▶ **Data for processing**
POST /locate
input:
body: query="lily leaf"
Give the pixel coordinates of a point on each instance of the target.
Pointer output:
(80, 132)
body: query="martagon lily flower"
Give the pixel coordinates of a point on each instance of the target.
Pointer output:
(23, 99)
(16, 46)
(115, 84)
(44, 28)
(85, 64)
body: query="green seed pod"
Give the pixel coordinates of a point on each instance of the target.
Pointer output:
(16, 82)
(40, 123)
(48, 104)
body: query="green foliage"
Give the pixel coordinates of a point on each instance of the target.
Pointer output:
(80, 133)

...

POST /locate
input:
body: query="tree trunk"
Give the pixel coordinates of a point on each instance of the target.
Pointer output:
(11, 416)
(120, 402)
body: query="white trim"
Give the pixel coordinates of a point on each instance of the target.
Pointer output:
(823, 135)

▶ **Exercise directions**
The lines to return are those in the records above that hold the word "lily".

▶ **Your solution**
body: query="lily leaf"
body: query="martagon lily flower"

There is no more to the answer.